**Given instruction 1:** According to the thread below, which software and APIs use UTF-16 as an in-memory representation for Unicode?

Date: Thu, 28 Aug 2025 06:11:03 +0000
When you work with API's that are UTF-16 it will make it look like UTF-16 is more important than others.
I personally find myself using UTF-8 more, because it has better memory properties in practice, and most of the web is utf-8.
I even use UTF-32, to be short for reasons regarding its properties, UTF-16 I wish it didn't exist, but I have to deal with it.
My point is Unicode is a terrible standard. I would say it's poorly designed, but the reality is it was barely designed at all, it just a collection of hacks stacked on top of each other that has accumulated over the years. I loath it, I whish it would die and be replaced by something better.
But until then we are stuck whit it, what is good for one is bad for everyone else, and no matter what you do the majority will always be unhappy.
The least the standard could do is to stay away from it as far as possible.
Sure, the standard should acknowledge that it exists and have facilities to be able to support conversion between the different encodings but that's it.
Everything else is just asking for trouble and endless fighting.
AND FYI this seems to have gone in a different direction and hijacked the OP thread. You should start a new one.
-----Original Message-----
From: Std-Proposals <std-proposals-bounces_at_[hidden]rg> On Behalf Of Thiago Macieira via Std-Proposals
Sent: Thursday, August 28, 2025 03:03
To: std-proposals_at_lists.isocpp.org
Cc: Thiago Macieira <thiago_at_[hidden]>
Subject: Re: [std-proposals] TBAA and extended floating-point types
On Wednesday, 27 August 2025 00:55:04 Pacific Daylight Time David Brown via Std-Proposals wrote:
> > In the real world, UTF-16 has a place and is in use for in-memory
> > representation more frequently than UTF-8 or UTF-32.
>
> Seriously?
Yes. I'm didn't pass a quality judgement above (but will below). I was just stating fact: UTF-16 is in use as an in-memory representation for Unicode far more frequently than UTF-8 or UTF-32, given that Java, Cocoa/CoreFoundation, ICU, Qt and the Win32 API all use it. UTF-8 is used a great deal but usually in the context of arbitrary 8-bit encodings. If you try to find software that will decode from a specified 8-bit encoding onto one of the UTF codecs, you'll find that it's invariably UTF-16, not 8 or 32.
> UTF-16 is firmly established as the worst possible choice for
> representation - internal or external. It has all the disadvantages
> of UTF-8, all the disadvantages of UTF-32, and none of their benefits.
You can qualify the same things as advantages: it has half the memory overhead of UTF-32 for most text and a much easier decoding procedure than UTF-8, especially if you need to go backwards.
> I can appreciate UTF-16 having some convenience on Windows as an
> internal format, because that's close to the internal format Windows
> has used for some subsystems and APIs. But Windows doesn't fully
> support
> UTF-16 properly - it supports a gradual move from UCS2 towards UTF-16
> through the generations of Windows. If you want to use filesystem
> APIs, you can't work with any old general UTF-16 strings - you need to
> sanitise them for the limitations of the filename lengths and
> characters supported.
As far as I know, Windows doesn't care about surrogates in the string. That means it does allow improperly-encoded content, but it does allow the full Unicode range.
> So you are going to have some kind of wrapper functions anyway - that
> would be a fine place to put your conversion functions so that the
> application code could use normal standard UTF-8 regardless of the
> APIs. And AFAIK, MS is supporting steadily more UTF-8 and encouraging
> its use rather than UCS2 or UTF-16.

**Given instruction 2:** Gather every line of the entries below that contains the string "bank". Case counts.

**Record set:**
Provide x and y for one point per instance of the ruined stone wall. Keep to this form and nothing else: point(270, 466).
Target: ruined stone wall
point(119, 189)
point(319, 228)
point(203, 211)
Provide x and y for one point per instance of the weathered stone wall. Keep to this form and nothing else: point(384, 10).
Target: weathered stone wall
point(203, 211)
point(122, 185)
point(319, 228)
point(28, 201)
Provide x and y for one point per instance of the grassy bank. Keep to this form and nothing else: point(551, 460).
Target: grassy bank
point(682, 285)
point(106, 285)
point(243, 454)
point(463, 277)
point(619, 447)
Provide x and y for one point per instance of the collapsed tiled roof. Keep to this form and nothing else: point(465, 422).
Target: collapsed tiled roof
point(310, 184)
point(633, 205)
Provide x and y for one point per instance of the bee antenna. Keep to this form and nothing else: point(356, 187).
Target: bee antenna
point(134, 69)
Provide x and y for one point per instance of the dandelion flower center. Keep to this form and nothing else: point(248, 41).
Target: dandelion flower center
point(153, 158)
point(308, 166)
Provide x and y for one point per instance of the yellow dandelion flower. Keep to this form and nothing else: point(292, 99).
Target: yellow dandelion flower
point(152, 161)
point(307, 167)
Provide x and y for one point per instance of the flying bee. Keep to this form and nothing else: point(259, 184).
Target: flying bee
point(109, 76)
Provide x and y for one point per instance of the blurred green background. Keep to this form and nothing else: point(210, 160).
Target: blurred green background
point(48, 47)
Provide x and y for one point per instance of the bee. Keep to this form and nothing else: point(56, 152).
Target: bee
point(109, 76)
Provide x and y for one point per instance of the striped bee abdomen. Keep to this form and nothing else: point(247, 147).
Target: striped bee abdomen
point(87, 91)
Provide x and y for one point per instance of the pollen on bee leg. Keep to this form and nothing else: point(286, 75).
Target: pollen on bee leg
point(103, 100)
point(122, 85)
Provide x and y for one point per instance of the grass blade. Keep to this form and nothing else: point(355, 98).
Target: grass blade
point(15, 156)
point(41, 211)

**Task output 1:** Java, Cocoa/CoreFoundation, ICU, Qt and the Win32 API.

**Task output 2:**
Provide x and y for one point per instance of the grassy bank. Keep to this form and nothing else: point(551, 460).
Target: grassy bank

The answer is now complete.